→ Given text
• • • •
Holy shit people, what the fuck. I don't think this became a Slug vs. everything else discussion.

I'm not capable of forcing you or anyone to use silicone darts, nor would I if I could. I just plan to encourage their use in the midwest, and to ban hard material darts at the wars I host. Then, once the midwest has universally adopted those standards, you guys on the east coast can start using them and pretend that you supported them all along.

Use what you want; nobody has forced anyone to use our darts or demanded that the community switch to whatever we're using. We're just providing alternative methods for darts that do not contain hard materials. Some people think this is important, some don't. For the ones that don't, continue using slugs. Your wars can have whatever rules they want. If Kane or I want to move towards using soft material darts, I don't see how that affects you or the east coast. Kane should be entitled to his ideas, whether they are awesome or suck balls.

As of right now, you are basically spamming the forums. Posting a dart design that hasn't been tested at a war is only marginally less ridiculous than posting an ms paint diagram of a homemade you haven't built yet. Twice you've posted new threads about darts that had barely cured when you posted them, which objectively failed as darts when you actually tried using them at a war. Given that this has become a pattern, and that there is actually an appropriate place for this sort of thing, you can consider this your first warning. In the future, I suggest one or more of the following:

  • Waiting until you hit upon something that works so well at a real nerf war that most other attendees actually want to make some for themselves, and then posting a writeup.
  • Designing a dart or glue-able dart-tip for your possibly imaginary target demographic, having it mass produced, and offering it for sale.
  • Leveraging your incredible charisma and charm to start your own nerf forum for people who share your bizarre priorities.
• • • •
→ Your assignment
Reproduce the forum post about nerf darts word for word, from start to finish. This listing was drawn from a different source.

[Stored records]
• • • •
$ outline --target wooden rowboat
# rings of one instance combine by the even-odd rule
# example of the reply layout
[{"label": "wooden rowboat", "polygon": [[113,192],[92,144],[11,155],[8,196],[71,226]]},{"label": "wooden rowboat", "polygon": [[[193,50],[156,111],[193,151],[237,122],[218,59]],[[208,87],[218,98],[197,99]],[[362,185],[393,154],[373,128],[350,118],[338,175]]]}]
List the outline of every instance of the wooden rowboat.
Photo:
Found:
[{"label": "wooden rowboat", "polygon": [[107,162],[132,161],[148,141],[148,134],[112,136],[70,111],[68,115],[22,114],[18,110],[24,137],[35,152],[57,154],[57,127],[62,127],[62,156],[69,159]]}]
• • • •
→ Solution below
Holy shit people, what the fuck. I don't think this became a Slug vs. everything else discussion.

I'm not capable of forcing you or anyone to use silicone darts, nor would I if I could. I just plan to encourage their use in the midwest, and to ban hard material darts at the wars I host. Then, once the midwest has universally adopted those standards, you guys on the east coast can start using them and pretend that you supported them all along.

Use what you want; nobody has forced anyone to use our darts or demanded that the community switch to whatever we're using. We're just providing alternative methods for darts that do not contain hard materials. Some people think this is important, some don't. For the ones that don't, continue using slugs. Your wars can have whatever rules they want. If Kane or I want to move towards using soft material darts, I don't see how that affects you or the east coast. Kane should be entitled to his ideas, whether they are awesome or suck balls.

As of right now, you are basically spamming the forums. Posting a dart design that hasn't been tested at a war is only marginally less ridiculous than posting an ms paint diagram of a homemade you haven't built yet. Twice you've posted new threads about darts that had barely cured when you posted them, which objectively failed as darts when you actually tried using them at a war. Given that this has become a pattern, and that there is actually an appropriate place for this sort of thing, you can consider this your first warning. In the future, I suggest one or more of the following:

  • Waiting until you hit upon something that works so well at a real nerf war that most other attendees actually want to make some for themselves, and then posting a writeup.
  • Designing a dart or glue-able dart-tip for your possibly imaginary target demographic, having it mass produced, and offering it for sale.
  • Leveraging your incredible charisma and charm to start your own nerf forum for people who share your bizarre priorities.